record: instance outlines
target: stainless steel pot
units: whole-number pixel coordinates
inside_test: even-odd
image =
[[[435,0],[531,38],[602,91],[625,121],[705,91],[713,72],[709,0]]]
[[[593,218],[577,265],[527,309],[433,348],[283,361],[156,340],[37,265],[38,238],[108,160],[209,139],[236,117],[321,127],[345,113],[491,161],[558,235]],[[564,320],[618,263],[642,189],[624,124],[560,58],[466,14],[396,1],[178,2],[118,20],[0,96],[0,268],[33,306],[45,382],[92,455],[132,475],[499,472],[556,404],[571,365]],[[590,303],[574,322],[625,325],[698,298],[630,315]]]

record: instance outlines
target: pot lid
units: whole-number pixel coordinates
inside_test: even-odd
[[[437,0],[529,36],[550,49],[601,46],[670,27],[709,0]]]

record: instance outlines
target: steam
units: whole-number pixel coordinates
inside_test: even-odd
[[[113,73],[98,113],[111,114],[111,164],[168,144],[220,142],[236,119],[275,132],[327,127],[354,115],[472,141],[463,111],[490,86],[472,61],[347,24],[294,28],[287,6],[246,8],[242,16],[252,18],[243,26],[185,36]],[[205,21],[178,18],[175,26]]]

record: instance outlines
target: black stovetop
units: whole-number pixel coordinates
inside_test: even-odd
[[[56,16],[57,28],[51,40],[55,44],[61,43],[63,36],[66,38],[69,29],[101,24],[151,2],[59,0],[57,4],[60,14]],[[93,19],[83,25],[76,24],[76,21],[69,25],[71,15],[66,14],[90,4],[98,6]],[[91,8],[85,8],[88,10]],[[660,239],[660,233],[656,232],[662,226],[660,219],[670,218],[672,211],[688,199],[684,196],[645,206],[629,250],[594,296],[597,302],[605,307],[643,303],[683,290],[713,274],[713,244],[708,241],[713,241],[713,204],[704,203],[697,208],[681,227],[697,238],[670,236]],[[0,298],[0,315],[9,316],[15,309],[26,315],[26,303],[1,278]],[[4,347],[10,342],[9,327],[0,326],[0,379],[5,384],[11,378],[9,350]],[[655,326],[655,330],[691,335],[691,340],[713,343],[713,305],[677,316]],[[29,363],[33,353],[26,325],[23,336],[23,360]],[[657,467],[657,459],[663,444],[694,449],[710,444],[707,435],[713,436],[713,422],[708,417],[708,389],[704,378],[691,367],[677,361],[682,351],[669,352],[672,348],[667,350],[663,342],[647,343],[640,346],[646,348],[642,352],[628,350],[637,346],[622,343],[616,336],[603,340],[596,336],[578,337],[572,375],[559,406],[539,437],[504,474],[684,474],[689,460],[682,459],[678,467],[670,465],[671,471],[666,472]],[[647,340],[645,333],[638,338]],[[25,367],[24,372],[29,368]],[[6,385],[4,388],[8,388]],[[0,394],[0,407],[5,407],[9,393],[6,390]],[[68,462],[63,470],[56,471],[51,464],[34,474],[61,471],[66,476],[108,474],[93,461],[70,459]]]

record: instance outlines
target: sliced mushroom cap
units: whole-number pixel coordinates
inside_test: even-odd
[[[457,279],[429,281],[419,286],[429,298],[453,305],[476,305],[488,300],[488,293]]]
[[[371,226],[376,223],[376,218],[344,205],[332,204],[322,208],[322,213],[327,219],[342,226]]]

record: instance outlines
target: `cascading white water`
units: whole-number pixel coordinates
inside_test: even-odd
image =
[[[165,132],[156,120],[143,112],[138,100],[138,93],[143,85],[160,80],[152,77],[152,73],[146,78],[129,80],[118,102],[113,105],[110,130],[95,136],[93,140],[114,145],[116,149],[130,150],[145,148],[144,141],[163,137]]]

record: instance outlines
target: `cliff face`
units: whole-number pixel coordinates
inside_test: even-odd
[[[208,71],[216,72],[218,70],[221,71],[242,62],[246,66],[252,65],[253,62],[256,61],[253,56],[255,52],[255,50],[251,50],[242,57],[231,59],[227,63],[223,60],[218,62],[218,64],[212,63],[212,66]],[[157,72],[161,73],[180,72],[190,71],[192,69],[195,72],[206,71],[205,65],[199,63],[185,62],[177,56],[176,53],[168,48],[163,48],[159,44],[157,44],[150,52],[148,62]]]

★ ★ ★ ★ ★

Retype the part of the items that opens with their first line and closes with the line containing "[[[437,0],[529,36],[550,49],[601,46],[670,27],[709,0]]]", keeping both of those lines.

record: instance outlines
target: stainless steel pot
units: whole-number pixel coordinates
inside_test: even-odd
image =
[[[435,0],[531,38],[602,91],[625,121],[705,91],[713,72],[709,0]]]
[[[593,218],[577,265],[527,309],[433,348],[283,361],[156,340],[37,265],[38,238],[108,160],[209,139],[236,117],[321,127],[345,113],[491,161],[558,235]],[[564,320],[618,263],[642,189],[624,124],[560,58],[466,14],[396,1],[178,2],[118,20],[0,96],[0,268],[33,306],[45,382],[92,455],[132,475],[499,472],[556,404],[571,365]],[[590,303],[574,322],[625,325],[698,298],[630,315]]]

record: instance outlines
target: pot lid
units: whole-number pixel coordinates
inside_test: even-odd
[[[437,0],[529,36],[550,49],[601,46],[670,27],[709,0]]]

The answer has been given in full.